Given entries
———

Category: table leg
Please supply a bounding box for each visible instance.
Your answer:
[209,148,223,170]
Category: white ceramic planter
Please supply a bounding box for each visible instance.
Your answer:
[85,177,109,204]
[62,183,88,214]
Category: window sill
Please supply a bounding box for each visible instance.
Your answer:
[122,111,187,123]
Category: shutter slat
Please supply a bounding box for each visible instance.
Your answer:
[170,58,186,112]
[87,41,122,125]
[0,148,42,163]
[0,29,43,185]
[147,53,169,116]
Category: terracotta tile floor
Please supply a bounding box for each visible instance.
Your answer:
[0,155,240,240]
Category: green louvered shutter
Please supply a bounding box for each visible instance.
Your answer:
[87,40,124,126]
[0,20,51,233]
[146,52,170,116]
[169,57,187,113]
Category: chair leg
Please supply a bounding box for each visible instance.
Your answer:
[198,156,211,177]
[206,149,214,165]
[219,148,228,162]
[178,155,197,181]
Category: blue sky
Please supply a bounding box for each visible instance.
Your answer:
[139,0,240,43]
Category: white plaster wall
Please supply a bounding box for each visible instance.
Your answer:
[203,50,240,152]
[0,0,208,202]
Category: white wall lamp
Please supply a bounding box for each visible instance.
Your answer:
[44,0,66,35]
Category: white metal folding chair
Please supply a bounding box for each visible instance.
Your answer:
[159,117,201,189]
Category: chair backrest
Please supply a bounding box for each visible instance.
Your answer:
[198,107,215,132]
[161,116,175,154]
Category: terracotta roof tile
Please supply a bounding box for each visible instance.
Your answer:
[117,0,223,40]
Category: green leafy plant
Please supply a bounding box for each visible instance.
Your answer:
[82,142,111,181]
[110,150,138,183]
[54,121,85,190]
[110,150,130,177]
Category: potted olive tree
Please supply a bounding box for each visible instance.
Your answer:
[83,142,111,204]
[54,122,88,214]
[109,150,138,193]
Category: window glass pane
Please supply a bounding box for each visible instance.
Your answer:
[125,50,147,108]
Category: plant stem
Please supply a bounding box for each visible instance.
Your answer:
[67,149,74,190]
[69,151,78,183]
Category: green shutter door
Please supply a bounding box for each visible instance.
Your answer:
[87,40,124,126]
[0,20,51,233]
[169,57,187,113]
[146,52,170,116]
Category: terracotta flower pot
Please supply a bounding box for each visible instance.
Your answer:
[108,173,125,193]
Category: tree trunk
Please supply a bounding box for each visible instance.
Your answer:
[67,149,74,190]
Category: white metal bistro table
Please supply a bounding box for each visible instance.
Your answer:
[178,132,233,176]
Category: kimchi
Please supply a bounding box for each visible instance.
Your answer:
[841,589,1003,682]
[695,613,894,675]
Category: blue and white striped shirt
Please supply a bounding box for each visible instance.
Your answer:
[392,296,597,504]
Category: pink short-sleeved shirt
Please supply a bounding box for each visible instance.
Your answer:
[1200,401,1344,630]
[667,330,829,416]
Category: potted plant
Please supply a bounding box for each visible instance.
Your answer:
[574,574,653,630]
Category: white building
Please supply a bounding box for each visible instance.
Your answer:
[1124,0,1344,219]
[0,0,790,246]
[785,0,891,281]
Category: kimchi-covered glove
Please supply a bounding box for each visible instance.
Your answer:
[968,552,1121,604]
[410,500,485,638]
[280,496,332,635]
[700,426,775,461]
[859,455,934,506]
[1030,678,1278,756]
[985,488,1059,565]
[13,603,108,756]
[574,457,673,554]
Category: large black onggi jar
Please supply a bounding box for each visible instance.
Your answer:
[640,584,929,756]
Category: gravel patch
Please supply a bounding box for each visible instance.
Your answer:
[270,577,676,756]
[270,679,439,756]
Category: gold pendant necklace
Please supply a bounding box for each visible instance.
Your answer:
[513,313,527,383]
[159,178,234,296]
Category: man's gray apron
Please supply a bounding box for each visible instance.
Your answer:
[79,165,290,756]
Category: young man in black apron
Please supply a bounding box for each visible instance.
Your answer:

———

Task requirements
From the listing above, keep only the lines that contain the string "apron" and copy them out. Treat uppercase and lowercase as different.

Task result
Category: man's gray apron
Category: young man in black apron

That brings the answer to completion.